* **What the task asks**: Each record should be written out exactly as it stands.

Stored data
══════════════════════════════
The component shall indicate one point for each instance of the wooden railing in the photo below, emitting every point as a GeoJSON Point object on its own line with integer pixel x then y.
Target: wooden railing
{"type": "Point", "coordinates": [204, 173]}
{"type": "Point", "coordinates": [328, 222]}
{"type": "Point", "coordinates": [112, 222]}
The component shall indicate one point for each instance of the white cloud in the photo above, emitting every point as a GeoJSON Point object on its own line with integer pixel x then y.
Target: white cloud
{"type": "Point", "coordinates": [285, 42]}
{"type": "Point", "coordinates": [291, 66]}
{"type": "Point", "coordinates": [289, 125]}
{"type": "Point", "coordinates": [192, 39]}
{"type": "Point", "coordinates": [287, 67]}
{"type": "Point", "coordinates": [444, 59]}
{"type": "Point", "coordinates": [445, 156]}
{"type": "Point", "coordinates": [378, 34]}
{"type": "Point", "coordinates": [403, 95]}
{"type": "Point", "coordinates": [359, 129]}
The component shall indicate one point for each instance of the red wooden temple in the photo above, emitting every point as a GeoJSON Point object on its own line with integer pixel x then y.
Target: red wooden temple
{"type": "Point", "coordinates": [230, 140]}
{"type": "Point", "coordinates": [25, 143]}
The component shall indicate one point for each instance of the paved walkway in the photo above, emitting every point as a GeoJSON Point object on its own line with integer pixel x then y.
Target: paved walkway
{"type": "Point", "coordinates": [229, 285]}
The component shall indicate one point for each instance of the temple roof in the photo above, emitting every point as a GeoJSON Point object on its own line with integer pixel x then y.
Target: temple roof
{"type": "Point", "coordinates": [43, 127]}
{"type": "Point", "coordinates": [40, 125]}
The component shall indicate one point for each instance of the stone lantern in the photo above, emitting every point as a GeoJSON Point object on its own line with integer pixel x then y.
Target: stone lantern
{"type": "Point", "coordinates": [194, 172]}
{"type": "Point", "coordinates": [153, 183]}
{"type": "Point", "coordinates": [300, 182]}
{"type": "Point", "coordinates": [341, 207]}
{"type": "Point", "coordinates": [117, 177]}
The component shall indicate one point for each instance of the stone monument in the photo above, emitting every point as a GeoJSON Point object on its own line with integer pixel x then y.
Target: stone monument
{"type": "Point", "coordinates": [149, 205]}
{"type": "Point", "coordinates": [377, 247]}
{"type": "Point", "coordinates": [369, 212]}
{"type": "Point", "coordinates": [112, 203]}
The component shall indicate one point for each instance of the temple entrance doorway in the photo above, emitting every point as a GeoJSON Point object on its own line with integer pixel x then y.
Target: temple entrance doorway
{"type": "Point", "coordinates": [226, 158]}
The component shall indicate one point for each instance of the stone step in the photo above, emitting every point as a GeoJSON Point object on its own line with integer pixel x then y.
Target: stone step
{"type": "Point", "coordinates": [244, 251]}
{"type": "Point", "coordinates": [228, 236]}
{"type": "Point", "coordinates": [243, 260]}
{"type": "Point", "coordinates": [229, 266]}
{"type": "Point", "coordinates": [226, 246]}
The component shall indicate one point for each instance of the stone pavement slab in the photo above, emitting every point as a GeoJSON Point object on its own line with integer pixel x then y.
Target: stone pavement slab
══════════════════════════════
* **Output below**:
The component shall indicate one point for each instance of the wooden railing in the photo below, emitting every point as a GeoJSON Point object on its own line with integer pixel x then y.
Target: wooden railing
{"type": "Point", "coordinates": [204, 173]}
{"type": "Point", "coordinates": [328, 222]}
{"type": "Point", "coordinates": [112, 222]}
The component shall indicate one point for each instance of the white cloud in the photo above, emitting every point as a GeoJSON Point object on its own line with integer pixel x then y.
Target: white cloud
{"type": "Point", "coordinates": [285, 42]}
{"type": "Point", "coordinates": [291, 66]}
{"type": "Point", "coordinates": [289, 125]}
{"type": "Point", "coordinates": [192, 39]}
{"type": "Point", "coordinates": [287, 67]}
{"type": "Point", "coordinates": [444, 59]}
{"type": "Point", "coordinates": [445, 156]}
{"type": "Point", "coordinates": [378, 34]}
{"type": "Point", "coordinates": [403, 95]}
{"type": "Point", "coordinates": [359, 129]}
The component shall indicate one point for each instance of the red wooden temple in the photo above, emitting every point as a GeoJSON Point object on its own line with integer pixel x then y.
Target: red wooden temple
{"type": "Point", "coordinates": [230, 140]}
{"type": "Point", "coordinates": [25, 143]}
The component shall indicate one point for each instance of the paved walkway in the photo above, emitting every point as a GeoJSON Point object on its own line with integer pixel x then y.
Target: paved walkway
{"type": "Point", "coordinates": [229, 285]}
The component shall indicate one point for each instance of the temple roof in the photo above, emitting every point as a GeoJSON Point object on its own line with integer pixel x then y.
Target: temple roof
{"type": "Point", "coordinates": [43, 127]}
{"type": "Point", "coordinates": [40, 125]}
The component shall indicate one point for each instance of the stone lantern in the photo above, emitting every point as a GeoJSON Point object on its own line with integer pixel x then y.
Target: stone lantern
{"type": "Point", "coordinates": [194, 172]}
{"type": "Point", "coordinates": [153, 183]}
{"type": "Point", "coordinates": [300, 182]}
{"type": "Point", "coordinates": [341, 207]}
{"type": "Point", "coordinates": [117, 177]}
The component shall indicate one point for each instance of the stone monument in the photo above, emitting every point as a GeoJSON Point object on its own line with integer pixel x then y.
Target: stone monument
{"type": "Point", "coordinates": [149, 205]}
{"type": "Point", "coordinates": [377, 247]}
{"type": "Point", "coordinates": [369, 212]}
{"type": "Point", "coordinates": [112, 203]}
The component shall indicate one point for each instance of the temple entrance doorway in the photo above, emitting every point as a GeoJSON Point object on its own line with integer pixel x then y.
Target: temple entrance doorway
{"type": "Point", "coordinates": [226, 158]}
The component shall indicate one point for each instance of the stone step in the photo above, emitting every point as a GeoJSON Point object on its own line with integer pixel x then y.
Target: stone step
{"type": "Point", "coordinates": [244, 251]}
{"type": "Point", "coordinates": [228, 236]}
{"type": "Point", "coordinates": [243, 260]}
{"type": "Point", "coordinates": [229, 266]}
{"type": "Point", "coordinates": [226, 246]}
The component shall indicate one point for each instance of the stone pavement slab in the photo above, emitting every point as a GeoJSON Point object on its own line with integer pixel x then y.
Target: stone pavement slab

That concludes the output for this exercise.